→ Your instructions: Can you quote exactly the stretch of lines from the one with "the man's ear" through the final line of the material, both ends included?

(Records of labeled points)
+--

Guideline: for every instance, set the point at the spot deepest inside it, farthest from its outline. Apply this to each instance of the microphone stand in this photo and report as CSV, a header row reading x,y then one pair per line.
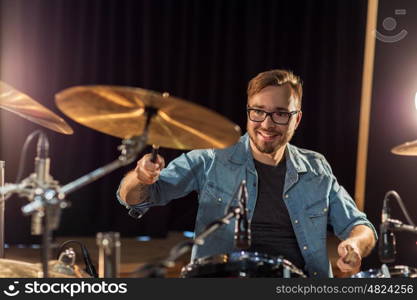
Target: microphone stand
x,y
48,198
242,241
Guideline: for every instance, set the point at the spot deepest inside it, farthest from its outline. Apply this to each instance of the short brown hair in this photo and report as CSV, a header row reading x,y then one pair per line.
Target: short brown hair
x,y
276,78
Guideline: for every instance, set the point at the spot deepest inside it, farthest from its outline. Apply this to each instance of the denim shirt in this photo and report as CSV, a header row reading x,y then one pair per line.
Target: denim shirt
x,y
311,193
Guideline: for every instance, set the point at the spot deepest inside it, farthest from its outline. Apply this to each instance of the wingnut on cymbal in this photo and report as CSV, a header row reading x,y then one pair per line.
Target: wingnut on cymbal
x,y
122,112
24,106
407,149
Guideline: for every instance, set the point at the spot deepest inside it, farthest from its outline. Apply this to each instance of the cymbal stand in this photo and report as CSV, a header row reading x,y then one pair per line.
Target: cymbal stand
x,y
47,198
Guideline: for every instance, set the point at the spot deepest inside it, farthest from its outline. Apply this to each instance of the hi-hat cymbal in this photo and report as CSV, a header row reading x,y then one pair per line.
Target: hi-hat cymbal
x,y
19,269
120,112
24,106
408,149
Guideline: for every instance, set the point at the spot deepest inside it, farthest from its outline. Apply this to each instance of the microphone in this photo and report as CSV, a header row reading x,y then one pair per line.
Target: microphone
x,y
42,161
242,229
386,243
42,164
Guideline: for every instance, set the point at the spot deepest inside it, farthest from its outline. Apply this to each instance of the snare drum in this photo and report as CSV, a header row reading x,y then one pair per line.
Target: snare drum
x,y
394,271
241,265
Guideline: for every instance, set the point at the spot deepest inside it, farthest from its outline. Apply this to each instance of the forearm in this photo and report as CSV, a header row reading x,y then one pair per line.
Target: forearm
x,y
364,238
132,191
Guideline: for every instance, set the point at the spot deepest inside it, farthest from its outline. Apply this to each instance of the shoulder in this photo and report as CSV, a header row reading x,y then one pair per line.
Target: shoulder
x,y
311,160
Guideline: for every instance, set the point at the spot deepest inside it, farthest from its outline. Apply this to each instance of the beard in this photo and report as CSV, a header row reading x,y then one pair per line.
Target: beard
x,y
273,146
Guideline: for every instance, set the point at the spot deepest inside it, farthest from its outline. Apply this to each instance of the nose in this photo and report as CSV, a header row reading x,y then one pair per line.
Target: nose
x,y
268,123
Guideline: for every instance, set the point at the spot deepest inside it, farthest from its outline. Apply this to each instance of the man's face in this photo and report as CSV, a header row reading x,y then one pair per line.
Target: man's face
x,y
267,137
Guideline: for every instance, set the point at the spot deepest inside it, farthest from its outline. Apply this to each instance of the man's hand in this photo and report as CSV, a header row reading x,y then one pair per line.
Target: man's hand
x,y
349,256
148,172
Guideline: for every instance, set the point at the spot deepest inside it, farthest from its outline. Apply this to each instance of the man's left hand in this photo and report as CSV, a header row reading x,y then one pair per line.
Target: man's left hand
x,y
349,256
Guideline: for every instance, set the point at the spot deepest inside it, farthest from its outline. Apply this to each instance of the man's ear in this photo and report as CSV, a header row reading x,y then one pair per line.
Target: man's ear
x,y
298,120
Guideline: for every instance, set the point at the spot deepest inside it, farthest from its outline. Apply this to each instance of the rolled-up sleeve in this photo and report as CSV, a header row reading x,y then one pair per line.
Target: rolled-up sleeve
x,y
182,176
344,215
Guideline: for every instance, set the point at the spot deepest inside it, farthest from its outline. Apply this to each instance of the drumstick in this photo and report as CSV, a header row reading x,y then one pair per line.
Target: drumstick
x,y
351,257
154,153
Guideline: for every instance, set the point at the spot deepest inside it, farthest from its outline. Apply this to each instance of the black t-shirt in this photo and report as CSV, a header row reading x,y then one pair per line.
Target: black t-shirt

+--

→ Task answer:
Guideline: for every instance, set the point at the spot deepest inside it, farthest from its outline. Apply this to each instance of the man's ear in this photo and report as CSV, a header row reading x,y then one pair per line.
Target: man's ear
x,y
298,120
Guideline: for every instance, set the point at the spot deepest inside it, farthest from its outline. Apply this to each instance of the rolled-up sleeve in this photo and report as CSV, a header row reading x,y then one pair per line.
Target: rolled-up sleeve
x,y
182,176
344,215
Guideline: for every instance, set the point at the spot deepest inside it, farthest from its outline. Apply this to each instance of the drumstick in this photo and report as CSV, a header row reading x,y then one pair per line.
Target: drumstick
x,y
351,257
154,153
Guideline: for every instance, set the point at the spot deepest inside it, farthest from its outline. Apply this to each instance of the black t-shirt in this photo and report as CSV, a header row reading x,y then one pair per line.
Target: black t-shirt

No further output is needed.